-- Goal --
Return the records below from the line containing "at the human" onward, exactly, through and including the last line.

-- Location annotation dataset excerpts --
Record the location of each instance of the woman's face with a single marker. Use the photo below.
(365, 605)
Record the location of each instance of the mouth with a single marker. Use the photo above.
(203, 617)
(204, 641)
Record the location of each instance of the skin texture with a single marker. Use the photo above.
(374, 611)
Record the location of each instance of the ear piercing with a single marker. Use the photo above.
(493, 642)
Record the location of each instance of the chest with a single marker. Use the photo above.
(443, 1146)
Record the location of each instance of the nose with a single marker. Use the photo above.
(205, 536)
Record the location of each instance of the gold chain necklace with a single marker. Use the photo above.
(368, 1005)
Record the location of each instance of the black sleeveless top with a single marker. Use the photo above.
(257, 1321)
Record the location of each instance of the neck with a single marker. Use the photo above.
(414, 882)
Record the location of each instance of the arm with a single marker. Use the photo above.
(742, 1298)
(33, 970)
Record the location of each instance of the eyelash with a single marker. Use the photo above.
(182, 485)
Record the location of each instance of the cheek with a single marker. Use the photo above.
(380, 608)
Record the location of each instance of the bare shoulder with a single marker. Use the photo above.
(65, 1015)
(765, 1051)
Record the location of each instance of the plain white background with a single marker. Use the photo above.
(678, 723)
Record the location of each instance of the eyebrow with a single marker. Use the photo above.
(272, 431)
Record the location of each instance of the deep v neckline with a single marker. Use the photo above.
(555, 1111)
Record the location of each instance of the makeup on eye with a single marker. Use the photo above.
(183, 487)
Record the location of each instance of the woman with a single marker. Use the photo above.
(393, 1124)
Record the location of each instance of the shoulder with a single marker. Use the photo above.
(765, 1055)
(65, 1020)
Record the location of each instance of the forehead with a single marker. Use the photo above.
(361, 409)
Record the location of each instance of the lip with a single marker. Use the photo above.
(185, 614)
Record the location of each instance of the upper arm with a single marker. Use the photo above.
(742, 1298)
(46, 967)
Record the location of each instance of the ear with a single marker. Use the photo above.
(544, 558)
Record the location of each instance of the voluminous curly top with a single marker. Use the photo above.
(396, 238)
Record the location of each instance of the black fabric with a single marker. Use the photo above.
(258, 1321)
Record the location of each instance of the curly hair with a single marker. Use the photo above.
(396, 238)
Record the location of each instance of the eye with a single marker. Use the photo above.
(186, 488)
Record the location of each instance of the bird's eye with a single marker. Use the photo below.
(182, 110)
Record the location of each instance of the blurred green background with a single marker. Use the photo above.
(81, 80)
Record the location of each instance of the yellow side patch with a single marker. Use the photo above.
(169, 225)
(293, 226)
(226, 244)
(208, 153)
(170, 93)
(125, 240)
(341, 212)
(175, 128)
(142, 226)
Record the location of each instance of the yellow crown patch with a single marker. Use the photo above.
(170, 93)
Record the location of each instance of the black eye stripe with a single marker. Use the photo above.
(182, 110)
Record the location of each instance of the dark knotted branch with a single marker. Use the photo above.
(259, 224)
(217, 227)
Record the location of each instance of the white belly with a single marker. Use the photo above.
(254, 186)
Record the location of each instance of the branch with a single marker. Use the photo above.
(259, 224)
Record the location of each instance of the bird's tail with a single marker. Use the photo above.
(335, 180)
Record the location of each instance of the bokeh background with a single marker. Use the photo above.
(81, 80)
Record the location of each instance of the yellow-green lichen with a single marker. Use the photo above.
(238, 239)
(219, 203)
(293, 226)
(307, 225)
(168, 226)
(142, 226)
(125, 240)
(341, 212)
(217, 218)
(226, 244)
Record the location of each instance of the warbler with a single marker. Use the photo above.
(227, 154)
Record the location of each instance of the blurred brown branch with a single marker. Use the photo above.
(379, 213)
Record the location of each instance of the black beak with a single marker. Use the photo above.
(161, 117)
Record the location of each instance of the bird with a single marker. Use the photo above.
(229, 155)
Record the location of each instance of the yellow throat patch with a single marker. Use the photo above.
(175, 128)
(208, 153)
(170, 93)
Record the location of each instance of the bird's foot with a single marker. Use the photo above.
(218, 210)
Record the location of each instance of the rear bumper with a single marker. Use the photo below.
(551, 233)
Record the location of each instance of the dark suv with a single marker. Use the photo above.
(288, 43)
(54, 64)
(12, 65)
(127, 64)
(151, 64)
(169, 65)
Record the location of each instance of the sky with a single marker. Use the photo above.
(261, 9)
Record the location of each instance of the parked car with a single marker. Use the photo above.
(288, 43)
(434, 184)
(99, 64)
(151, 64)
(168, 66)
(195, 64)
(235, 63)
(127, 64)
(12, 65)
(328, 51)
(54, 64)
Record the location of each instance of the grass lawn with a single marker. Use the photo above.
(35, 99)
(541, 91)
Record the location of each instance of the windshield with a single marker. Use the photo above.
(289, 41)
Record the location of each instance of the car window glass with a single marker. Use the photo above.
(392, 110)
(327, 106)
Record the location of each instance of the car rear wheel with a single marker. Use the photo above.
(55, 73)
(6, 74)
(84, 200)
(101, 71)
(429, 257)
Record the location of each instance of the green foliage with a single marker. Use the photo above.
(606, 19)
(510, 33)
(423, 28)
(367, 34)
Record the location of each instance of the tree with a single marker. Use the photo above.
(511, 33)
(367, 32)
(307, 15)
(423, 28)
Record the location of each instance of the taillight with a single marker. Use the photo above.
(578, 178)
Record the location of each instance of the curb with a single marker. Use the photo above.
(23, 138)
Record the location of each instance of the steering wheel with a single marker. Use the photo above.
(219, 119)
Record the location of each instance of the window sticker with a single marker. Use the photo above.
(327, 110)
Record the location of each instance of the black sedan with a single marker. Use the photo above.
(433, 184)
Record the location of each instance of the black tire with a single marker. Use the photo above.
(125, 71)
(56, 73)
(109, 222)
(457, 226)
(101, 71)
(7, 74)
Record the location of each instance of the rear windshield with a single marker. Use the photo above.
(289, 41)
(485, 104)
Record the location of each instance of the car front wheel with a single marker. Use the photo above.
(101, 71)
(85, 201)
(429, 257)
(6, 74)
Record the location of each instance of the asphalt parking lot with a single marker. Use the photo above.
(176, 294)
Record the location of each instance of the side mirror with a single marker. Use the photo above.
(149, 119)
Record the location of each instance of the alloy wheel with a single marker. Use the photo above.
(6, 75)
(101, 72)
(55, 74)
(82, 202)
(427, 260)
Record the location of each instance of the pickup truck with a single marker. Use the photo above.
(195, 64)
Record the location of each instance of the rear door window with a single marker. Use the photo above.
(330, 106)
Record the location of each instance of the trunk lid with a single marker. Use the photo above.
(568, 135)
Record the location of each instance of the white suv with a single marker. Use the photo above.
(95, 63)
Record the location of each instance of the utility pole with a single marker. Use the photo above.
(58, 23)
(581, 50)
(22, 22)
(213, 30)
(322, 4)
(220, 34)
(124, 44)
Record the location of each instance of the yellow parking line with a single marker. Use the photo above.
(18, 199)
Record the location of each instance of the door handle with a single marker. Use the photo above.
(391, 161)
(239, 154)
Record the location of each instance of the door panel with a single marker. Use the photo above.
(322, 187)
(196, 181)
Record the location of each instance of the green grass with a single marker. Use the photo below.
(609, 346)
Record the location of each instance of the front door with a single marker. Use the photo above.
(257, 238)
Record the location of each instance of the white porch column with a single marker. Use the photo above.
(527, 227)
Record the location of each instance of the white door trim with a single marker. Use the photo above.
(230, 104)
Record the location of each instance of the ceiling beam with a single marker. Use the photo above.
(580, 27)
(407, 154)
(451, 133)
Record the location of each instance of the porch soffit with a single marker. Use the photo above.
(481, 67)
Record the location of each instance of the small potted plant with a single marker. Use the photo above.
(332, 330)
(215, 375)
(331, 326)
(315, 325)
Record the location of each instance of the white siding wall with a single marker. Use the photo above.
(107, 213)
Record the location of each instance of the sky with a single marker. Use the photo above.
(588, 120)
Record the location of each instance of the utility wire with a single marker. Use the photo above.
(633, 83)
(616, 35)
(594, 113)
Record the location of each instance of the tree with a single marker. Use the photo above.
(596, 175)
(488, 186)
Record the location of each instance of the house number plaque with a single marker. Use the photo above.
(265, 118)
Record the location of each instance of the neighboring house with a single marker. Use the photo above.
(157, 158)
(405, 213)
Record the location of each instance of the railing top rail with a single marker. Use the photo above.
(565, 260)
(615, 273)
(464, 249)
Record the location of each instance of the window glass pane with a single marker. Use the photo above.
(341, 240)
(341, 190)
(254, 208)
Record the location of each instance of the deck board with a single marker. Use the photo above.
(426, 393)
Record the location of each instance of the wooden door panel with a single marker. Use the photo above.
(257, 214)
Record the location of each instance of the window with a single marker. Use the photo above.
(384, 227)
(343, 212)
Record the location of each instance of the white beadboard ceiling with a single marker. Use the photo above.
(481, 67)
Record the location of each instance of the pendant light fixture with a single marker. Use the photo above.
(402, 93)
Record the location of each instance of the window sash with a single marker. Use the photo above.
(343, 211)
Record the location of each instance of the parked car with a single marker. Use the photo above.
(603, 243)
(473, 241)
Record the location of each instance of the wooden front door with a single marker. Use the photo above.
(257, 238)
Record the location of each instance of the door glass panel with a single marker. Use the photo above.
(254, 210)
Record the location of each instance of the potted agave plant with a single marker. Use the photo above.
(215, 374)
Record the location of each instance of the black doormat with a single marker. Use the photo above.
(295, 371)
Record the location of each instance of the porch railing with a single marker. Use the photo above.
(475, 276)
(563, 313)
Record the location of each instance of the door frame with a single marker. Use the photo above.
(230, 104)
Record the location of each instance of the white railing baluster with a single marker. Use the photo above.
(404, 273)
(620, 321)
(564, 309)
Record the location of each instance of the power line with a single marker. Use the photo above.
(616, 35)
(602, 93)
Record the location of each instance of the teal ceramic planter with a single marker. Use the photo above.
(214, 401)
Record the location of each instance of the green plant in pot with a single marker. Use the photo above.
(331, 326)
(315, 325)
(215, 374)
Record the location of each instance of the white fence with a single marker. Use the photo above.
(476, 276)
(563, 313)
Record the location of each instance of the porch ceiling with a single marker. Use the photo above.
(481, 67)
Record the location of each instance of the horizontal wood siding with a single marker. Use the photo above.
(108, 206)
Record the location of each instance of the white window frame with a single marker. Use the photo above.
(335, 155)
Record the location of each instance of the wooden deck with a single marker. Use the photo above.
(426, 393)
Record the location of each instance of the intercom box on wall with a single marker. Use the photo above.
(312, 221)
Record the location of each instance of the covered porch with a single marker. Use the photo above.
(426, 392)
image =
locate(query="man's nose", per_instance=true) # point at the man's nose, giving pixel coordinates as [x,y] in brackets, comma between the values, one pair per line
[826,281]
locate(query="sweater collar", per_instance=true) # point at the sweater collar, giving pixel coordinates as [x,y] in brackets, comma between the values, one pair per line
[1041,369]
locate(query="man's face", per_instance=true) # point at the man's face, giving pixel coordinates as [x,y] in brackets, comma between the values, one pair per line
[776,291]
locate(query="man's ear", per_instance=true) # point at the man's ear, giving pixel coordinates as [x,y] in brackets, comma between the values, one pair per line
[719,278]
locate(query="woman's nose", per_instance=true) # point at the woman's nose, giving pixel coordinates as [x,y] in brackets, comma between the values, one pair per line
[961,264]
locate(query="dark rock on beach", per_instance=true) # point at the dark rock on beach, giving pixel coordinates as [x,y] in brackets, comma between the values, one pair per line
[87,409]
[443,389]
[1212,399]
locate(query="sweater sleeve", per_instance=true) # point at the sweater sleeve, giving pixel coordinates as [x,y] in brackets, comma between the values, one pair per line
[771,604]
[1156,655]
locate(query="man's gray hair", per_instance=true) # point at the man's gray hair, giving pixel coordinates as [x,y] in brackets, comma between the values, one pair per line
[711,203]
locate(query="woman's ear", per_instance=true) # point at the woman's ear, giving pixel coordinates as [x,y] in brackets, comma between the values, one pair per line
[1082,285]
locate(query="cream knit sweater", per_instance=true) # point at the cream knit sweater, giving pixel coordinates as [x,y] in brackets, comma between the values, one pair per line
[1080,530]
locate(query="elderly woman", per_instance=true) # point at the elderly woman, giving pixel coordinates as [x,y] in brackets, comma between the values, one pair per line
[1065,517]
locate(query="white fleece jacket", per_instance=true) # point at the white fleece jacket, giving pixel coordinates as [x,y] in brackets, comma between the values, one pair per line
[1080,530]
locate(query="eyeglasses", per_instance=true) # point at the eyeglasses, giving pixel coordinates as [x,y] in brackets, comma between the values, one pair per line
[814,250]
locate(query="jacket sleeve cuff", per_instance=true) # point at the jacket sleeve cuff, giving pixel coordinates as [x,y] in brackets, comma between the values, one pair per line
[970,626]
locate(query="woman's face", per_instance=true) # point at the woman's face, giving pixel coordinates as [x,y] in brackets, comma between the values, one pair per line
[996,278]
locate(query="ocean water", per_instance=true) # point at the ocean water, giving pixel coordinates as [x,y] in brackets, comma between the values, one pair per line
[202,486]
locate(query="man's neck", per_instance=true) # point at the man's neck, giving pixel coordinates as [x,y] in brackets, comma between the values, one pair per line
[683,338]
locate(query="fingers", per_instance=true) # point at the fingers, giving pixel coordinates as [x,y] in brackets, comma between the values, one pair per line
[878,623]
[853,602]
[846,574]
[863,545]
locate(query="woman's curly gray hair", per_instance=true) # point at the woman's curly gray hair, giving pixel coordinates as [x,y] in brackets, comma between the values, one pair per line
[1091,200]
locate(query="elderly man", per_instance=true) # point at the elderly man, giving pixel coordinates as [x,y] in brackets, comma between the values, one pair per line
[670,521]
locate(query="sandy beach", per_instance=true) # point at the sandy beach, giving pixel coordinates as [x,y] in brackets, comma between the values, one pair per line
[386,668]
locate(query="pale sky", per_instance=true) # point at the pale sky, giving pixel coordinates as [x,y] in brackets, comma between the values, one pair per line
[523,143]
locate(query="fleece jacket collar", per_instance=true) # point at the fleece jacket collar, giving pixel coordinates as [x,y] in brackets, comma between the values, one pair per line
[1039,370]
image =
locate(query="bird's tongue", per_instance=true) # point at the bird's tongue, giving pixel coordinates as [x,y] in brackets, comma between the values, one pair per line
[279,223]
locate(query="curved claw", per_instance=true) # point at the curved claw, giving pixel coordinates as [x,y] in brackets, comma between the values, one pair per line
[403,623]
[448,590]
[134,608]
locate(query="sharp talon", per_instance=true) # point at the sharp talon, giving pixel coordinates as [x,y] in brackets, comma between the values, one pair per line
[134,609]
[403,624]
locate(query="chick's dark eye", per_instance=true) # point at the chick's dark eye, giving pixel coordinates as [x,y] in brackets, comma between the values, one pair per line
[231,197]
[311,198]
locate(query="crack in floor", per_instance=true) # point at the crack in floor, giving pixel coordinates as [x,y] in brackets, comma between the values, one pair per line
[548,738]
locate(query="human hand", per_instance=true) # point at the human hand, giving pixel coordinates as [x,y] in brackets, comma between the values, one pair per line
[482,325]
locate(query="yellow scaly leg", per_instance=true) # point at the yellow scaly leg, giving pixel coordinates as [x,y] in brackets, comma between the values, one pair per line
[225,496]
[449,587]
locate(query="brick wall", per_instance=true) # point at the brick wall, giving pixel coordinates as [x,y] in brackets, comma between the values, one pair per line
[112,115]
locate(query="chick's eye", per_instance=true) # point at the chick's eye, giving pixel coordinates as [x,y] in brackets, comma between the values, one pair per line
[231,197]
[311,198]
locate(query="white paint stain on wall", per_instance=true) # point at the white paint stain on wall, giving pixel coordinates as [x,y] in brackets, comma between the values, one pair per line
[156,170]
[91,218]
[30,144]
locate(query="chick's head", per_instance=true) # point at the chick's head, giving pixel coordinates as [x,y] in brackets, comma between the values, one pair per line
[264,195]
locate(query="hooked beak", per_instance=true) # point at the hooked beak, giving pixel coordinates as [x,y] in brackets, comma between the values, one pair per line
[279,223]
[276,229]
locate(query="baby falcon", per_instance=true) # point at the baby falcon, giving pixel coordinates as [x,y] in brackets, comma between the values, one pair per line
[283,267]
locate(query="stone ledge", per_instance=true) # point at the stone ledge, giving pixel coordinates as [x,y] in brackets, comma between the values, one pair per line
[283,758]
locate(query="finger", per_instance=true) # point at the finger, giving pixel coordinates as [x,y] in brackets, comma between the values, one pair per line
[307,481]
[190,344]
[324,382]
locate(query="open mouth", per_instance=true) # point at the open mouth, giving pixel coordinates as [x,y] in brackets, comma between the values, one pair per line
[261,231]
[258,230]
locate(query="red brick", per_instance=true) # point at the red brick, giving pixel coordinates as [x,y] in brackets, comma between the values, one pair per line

-- Worked solution --
locate(query="human hand", per_instance=true) # point at the human hand, giving pixel coordinates as [x,y] in brackets, comma between the values, one pair per line
[482,325]
locate(query="yellow scaly leg", per_instance=true) # point at the yellow scaly leg, giving pixel coordinates as [x,y] in brackets, comma between the values, one pair per line
[225,496]
[449,587]
locate(query="brick wall", per_instance=true) # point at the brick wall, giving pixel coordinates as [x,y] in brackets, comma between the values, one pair per line
[112,115]
locate(query="chick's eye", per_instance=true) # point at the chick's eye, giving pixel coordinates as [x,y] in brackets, comma between the values, one pair per line
[231,197]
[311,198]
locate(query="white paint stain on wall", per_instance=true) # point at the white paint stain on wall, giving pixel coordinates as [x,y] in brackets, comma between the values, one pair per line
[156,170]
[91,218]
[30,144]
locate(query="chick's head", per_instance=true) # point at the chick's head, giving pixel coordinates as [x,y] in brackets, comma between the values, one pair per line
[264,195]
locate(query="hooked beak", per_instance=true) # point at the hooked beak, giving pixel coordinates as [x,y] in brackets, comma between the values, one pair per line
[279,223]
[276,229]
locate(query="baby falcon", per_instance=true) # point at the baby falcon, giving pixel coordinates as [x,y] in brackets, comma between the values, one pair per line
[283,267]
locate(query="stone ledge", per_instance=true) # point at the stone ledge, giving pixel coordinates as [x,y] in brackets, comma between the values, one pair per line
[283,758]
locate(query="finger", per_instance=true) # point at the finger, giving pixel coordinates as [x,y] in brackets, comma between the values, one pair per line
[307,481]
[190,344]
[324,382]
locate(query="open mouth", per_instance=true) # point at the open mouth, giving pixel coordinates as [x,y] in brackets, comma between the values, one pair per line
[261,231]
[258,230]
locate(query="red brick", per_instance=true) # point at the red brick, giving pixel coordinates as [x,y] in brackets, comma between the values, one pair per line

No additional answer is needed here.